WHAT TO DO: Write out every item below word for word, changing nothing.

PROVIDED ENTRIES:
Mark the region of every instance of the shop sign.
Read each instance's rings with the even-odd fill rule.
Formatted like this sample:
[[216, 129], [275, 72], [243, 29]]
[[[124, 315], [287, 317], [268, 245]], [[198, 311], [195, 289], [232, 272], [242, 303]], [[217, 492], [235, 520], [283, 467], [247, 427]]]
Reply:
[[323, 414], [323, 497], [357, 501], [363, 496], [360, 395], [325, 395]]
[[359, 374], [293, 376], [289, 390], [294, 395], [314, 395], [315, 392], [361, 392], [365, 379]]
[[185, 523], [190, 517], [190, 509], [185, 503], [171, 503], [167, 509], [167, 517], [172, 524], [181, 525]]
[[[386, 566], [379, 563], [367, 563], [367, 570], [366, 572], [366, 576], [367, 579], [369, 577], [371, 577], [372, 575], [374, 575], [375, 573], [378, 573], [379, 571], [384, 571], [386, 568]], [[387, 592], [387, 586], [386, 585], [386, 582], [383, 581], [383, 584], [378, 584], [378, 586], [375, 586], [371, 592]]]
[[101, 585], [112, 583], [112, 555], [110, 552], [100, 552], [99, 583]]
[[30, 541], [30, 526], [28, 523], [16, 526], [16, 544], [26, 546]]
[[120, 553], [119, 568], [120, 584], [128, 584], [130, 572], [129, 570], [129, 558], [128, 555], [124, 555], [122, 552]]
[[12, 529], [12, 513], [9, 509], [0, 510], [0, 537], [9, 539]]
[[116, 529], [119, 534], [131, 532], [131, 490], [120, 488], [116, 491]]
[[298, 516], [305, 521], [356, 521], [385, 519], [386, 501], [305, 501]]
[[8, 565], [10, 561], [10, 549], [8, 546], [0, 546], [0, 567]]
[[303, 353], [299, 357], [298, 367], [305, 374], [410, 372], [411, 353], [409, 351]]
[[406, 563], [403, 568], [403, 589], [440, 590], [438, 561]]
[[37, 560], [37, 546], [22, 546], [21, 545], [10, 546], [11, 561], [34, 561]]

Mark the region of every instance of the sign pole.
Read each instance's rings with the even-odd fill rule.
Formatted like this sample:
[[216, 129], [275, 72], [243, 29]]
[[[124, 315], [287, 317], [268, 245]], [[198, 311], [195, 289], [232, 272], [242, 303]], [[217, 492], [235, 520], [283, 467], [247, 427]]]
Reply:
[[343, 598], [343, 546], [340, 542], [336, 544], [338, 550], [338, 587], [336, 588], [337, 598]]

REPLY:
Mark the region of every instance of the shop sign.
Read each instance's rings with the even-odd fill rule.
Formatted like this sample:
[[216, 129], [275, 72], [243, 29]]
[[[124, 315], [287, 317], [268, 245]], [[198, 311], [195, 289], [232, 272], [242, 303]], [[217, 492], [235, 520], [283, 467], [247, 427]]]
Reply:
[[323, 414], [323, 497], [357, 501], [363, 496], [360, 395], [325, 395]]
[[359, 374], [293, 376], [289, 390], [294, 395], [314, 395], [315, 392], [361, 392], [365, 379]]
[[185, 523], [190, 517], [190, 509], [185, 503], [171, 503], [167, 509], [167, 517], [172, 524], [181, 525]]
[[[386, 566], [379, 563], [367, 563], [367, 570], [366, 572], [366, 576], [367, 579], [369, 577], [371, 577], [372, 575], [374, 575], [375, 573], [378, 573], [379, 571], [384, 571], [386, 568]], [[387, 592], [387, 586], [386, 585], [386, 582], [383, 581], [383, 584], [378, 584], [378, 586], [375, 586], [371, 592]]]
[[101, 585], [112, 583], [112, 555], [110, 552], [100, 552], [99, 583]]
[[30, 541], [30, 526], [28, 523], [16, 526], [16, 544], [26, 546]]
[[120, 553], [119, 568], [120, 584], [128, 584], [130, 572], [129, 570], [129, 558], [128, 555], [124, 555], [122, 552]]
[[12, 529], [12, 513], [9, 509], [0, 510], [0, 537], [9, 539]]
[[116, 529], [119, 534], [131, 532], [131, 490], [120, 488], [116, 491]]
[[298, 516], [305, 521], [356, 521], [385, 519], [386, 501], [305, 501]]
[[8, 565], [10, 561], [10, 549], [8, 546], [0, 546], [0, 567]]
[[303, 353], [299, 357], [298, 367], [305, 374], [410, 372], [411, 353], [409, 351]]
[[406, 563], [403, 568], [403, 589], [440, 590], [438, 561]]
[[37, 560], [37, 546], [22, 546], [21, 545], [10, 546], [11, 561], [34, 561]]

Mark the region of every instance of the sign pole.
Read each instance's rings with the even-odd fill rule.
Formatted like this sample:
[[216, 129], [275, 72], [243, 29]]
[[[124, 315], [287, 317], [268, 245]], [[198, 311], [195, 289], [232, 272], [242, 303]], [[217, 492], [235, 520], [283, 467], [247, 427]]]
Reply:
[[343, 598], [343, 546], [340, 542], [336, 544], [338, 550], [338, 587], [336, 588], [337, 598]]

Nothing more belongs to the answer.